START Records

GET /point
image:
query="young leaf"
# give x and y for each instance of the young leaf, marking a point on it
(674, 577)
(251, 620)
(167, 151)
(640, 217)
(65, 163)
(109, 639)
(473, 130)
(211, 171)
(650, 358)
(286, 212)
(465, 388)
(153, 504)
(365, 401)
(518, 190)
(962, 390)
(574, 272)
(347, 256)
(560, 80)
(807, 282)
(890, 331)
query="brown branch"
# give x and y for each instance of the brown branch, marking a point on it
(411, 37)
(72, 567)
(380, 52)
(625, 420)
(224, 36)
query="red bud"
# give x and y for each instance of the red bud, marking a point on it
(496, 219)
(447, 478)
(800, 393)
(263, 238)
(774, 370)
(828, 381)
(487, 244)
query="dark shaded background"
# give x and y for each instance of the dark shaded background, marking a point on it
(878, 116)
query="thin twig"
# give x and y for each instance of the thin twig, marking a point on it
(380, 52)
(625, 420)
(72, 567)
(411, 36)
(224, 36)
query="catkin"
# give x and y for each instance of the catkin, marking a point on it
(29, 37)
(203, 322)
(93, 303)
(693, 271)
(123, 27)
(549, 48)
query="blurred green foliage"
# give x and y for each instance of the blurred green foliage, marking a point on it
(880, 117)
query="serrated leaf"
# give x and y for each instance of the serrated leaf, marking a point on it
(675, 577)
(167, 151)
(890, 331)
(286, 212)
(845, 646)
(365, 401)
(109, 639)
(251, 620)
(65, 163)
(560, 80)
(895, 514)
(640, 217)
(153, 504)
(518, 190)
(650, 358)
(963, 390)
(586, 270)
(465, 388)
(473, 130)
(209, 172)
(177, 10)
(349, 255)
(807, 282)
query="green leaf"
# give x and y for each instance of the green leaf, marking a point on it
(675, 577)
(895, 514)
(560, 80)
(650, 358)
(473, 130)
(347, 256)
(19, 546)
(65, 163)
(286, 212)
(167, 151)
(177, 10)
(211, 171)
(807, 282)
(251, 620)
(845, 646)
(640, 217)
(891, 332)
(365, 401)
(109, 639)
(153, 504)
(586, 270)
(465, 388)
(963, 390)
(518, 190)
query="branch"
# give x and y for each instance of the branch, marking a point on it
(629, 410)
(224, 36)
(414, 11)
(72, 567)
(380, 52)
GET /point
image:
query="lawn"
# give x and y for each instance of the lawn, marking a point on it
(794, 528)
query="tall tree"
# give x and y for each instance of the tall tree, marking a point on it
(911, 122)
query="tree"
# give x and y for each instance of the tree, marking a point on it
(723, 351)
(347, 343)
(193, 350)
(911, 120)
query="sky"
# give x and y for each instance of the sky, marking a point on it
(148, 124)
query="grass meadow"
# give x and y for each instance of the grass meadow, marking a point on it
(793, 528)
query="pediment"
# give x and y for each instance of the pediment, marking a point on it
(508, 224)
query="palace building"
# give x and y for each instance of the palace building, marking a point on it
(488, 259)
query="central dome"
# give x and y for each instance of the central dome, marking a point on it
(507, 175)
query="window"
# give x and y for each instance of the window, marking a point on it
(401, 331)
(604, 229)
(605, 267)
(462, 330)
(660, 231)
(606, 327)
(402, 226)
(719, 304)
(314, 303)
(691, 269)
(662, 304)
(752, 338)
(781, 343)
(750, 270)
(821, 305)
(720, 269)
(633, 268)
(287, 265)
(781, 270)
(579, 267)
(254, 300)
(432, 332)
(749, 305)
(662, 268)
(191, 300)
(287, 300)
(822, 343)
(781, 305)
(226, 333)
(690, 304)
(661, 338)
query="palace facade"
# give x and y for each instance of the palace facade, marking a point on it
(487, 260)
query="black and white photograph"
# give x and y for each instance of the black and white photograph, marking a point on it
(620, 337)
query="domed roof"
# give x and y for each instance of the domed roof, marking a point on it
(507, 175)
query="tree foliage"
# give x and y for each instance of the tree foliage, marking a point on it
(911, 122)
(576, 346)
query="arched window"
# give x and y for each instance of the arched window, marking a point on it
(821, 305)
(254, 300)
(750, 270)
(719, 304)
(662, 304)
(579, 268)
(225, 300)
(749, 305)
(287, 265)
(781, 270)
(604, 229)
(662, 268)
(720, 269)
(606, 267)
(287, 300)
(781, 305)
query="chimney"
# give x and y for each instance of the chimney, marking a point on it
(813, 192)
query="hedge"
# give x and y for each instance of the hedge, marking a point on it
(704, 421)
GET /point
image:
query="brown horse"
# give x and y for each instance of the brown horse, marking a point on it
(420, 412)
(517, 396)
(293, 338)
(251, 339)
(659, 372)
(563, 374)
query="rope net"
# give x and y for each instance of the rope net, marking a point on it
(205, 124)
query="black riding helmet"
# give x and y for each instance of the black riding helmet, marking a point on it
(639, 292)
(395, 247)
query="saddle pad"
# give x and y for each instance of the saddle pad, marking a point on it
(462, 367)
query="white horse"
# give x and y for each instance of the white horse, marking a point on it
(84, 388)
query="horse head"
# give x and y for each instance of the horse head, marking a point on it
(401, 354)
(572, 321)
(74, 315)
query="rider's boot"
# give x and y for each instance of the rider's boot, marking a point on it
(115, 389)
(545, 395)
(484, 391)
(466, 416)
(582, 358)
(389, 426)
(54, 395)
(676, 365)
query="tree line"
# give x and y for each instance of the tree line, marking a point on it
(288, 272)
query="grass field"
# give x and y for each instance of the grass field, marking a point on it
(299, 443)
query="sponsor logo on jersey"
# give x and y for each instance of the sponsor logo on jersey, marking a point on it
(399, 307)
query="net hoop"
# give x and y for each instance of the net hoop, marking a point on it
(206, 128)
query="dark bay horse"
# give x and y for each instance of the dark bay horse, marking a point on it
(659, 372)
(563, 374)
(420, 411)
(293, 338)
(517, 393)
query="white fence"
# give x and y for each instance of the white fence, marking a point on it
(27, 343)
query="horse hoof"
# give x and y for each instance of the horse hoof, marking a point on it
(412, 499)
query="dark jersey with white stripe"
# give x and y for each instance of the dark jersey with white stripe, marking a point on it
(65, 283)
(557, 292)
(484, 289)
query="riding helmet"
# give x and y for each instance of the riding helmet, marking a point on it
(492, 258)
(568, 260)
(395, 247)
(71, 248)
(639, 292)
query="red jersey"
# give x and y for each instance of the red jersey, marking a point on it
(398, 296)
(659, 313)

END Records

_Problem:_ Make an exact copy of the material above.

_Task response:_
GET /point
image:
query="young leaf"
# give x and y for each instance of the young leaf, marking a point on it
(674, 577)
(251, 620)
(167, 151)
(640, 217)
(65, 163)
(109, 639)
(473, 130)
(211, 171)
(650, 358)
(286, 212)
(465, 388)
(153, 504)
(365, 401)
(518, 190)
(962, 390)
(574, 272)
(347, 256)
(560, 80)
(807, 282)
(890, 331)
query="brown branch"
# give x and y for each instance of the brown branch, marking a point on it
(411, 37)
(72, 567)
(380, 52)
(625, 420)
(224, 36)
query="red bud"
# give x and y for each instance of the red bud, marking a point on it
(496, 219)
(447, 478)
(800, 393)
(263, 238)
(774, 370)
(828, 381)
(487, 244)
query="dark shaded background"
# give x and y for each instance of the dark shaded background, marking a point on it
(878, 116)
query="thin twig"
# give x and y for each instance of the thin twig, marking a point on it
(380, 52)
(625, 420)
(72, 567)
(411, 36)
(224, 36)
query="catkin"
# give x and y for each instance of the catkin, marking a point on it
(29, 37)
(203, 322)
(93, 303)
(693, 271)
(123, 27)
(549, 48)
query="blurred green foliage"
# give x and y for each instance of the blurred green foliage, marking a point on it
(880, 117)
query="serrated leaf"
# give x and y for each instance of the serrated leaf, marking a point on it
(675, 577)
(167, 151)
(890, 331)
(286, 212)
(845, 646)
(365, 401)
(109, 639)
(251, 620)
(65, 163)
(560, 80)
(895, 514)
(640, 217)
(153, 504)
(518, 190)
(650, 358)
(963, 390)
(586, 270)
(465, 388)
(473, 130)
(209, 172)
(177, 10)
(349, 255)
(807, 282)
query="green leaf"
# give x and y for each instance of the green leaf, marking a point on it
(675, 577)
(895, 514)
(560, 80)
(650, 358)
(473, 130)
(347, 256)
(19, 546)
(65, 163)
(286, 212)
(167, 151)
(177, 10)
(211, 171)
(807, 282)
(251, 620)
(845, 646)
(640, 217)
(891, 332)
(365, 401)
(109, 639)
(153, 504)
(586, 270)
(465, 388)
(963, 390)
(518, 190)
query="branch"
# give x and y for each instance of the branch, marking a point on it
(629, 410)
(224, 36)
(414, 11)
(72, 567)
(380, 52)
GET /point
image:
query="lawn"
# give x and y for each instance of the lawn, marking a point on it
(794, 528)
query="tall tree"
# give x and y for each instance of the tall tree, marking a point on it
(911, 122)
query="tree"
# give x and y for each instance of the tree, marking a point on it
(723, 351)
(347, 343)
(193, 350)
(911, 120)
query="sky"
# give x and y for each instance of the sky, marking a point on it
(148, 124)
query="grass meadow"
# give x and y for each instance of the grass meadow, marking a point on it
(793, 528)
query="pediment"
# give x and y for each instance of the pediment, marking a point on it
(508, 224)
query="palace building"
# give x and y for each instance of the palace building, marking a point on it
(488, 259)
query="central dome"
# give x and y for each instance of the central dome, marking a point on it
(507, 175)
query="window"
# give x and y for each instance of the window, marking a point on it
(401, 331)
(604, 229)
(605, 267)
(462, 330)
(660, 231)
(606, 327)
(402, 226)
(719, 304)
(314, 303)
(691, 269)
(662, 304)
(752, 338)
(781, 343)
(750, 270)
(821, 305)
(720, 269)
(633, 268)
(287, 265)
(781, 270)
(579, 267)
(254, 300)
(432, 332)
(749, 305)
(662, 268)
(191, 300)
(287, 300)
(822, 343)
(781, 305)
(226, 333)
(690, 304)
(661, 338)
query="palace facade"
# give x and y for each instance of the palace facade, marking a point on it
(487, 260)
query="black and white photograph"
# give x and y for each instance of the black and white photograph, marking a point on it
(620, 337)
query="domed roof"
# give x and y for each instance of the domed roof, marking a point on it
(507, 175)
query="tree foliage"
# give x and y for each instance of the tree foliage, marking a point on it
(911, 122)
(576, 346)
query="arched window"
# give x and y for each instance of the arched window, marking a point on it
(821, 305)
(254, 300)
(750, 270)
(719, 304)
(662, 304)
(579, 268)
(225, 300)
(749, 305)
(287, 265)
(781, 270)
(604, 229)
(662, 268)
(720, 269)
(606, 267)
(287, 300)
(781, 305)
query="chimney"
# give x and y for each instance of the chimney, marking a point on it
(813, 192)
query="hedge"
# give x and y for each instance of the hedge, marking a point on it
(704, 421)
GET /point
image:
query="brown horse"
# give x and y for each instance of the brown horse, marking a point on it
(420, 412)
(517, 396)
(293, 338)
(251, 339)
(659, 372)
(563, 374)
query="rope net"
# give x and y for each instance of the rope net, marking a point on it
(205, 124)
query="black riding helmet"
# give x and y for each instance of the black riding helmet, marking a point on it
(639, 292)
(395, 247)
query="saddle pad"
# give x and y for each instance of the saddle pad, marking a point on it
(462, 367)
query="white horse"
# give x and y for each instance of the white horse, marking a point on it
(84, 388)
query="horse head"
# give x and y for each instance of the horse head, marking a point on it
(401, 354)
(572, 321)
(74, 315)
query="rider's boot"
# give x and y for each instance of the rider's boot, marking a point on it
(115, 389)
(545, 395)
(484, 391)
(466, 416)
(582, 358)
(389, 426)
(54, 395)
(676, 365)
query="tree line"
# give x and y for each instance of the tree line, marking a point on it
(288, 272)
query="grass field"
# give x and y for each instance of the grass field, marking a point on it
(299, 443)
query="sponsor logo on jersey"
# give x and y for each instance of the sponsor logo on jersey, marking a point on it
(399, 307)
query="net hoop"
# give x and y for each instance of the net hoop, marking a point on it
(206, 128)
query="dark bay horse"
# give x and y for each instance of the dark bay horse, marking a point on it
(659, 372)
(563, 374)
(420, 411)
(293, 338)
(517, 393)
query="white fence"
# give x and y for each instance of the white fence, marking a point on it
(27, 343)
query="horse hoof"
# give x and y for each instance of the horse hoof, marking a point on it
(412, 499)
query="dark jersey with white stripe"
# give x and y for each instance of the dark jersey with white stripe, marking a point on it
(65, 283)
(557, 292)
(484, 289)
query="riding helmet"
# give x and y for each instance of the riding helmet, marking a point on it
(492, 258)
(568, 260)
(395, 247)
(71, 248)
(639, 292)
query="red jersey"
# give x and y for each instance of the red jersey, marking a point on it
(398, 296)
(659, 313)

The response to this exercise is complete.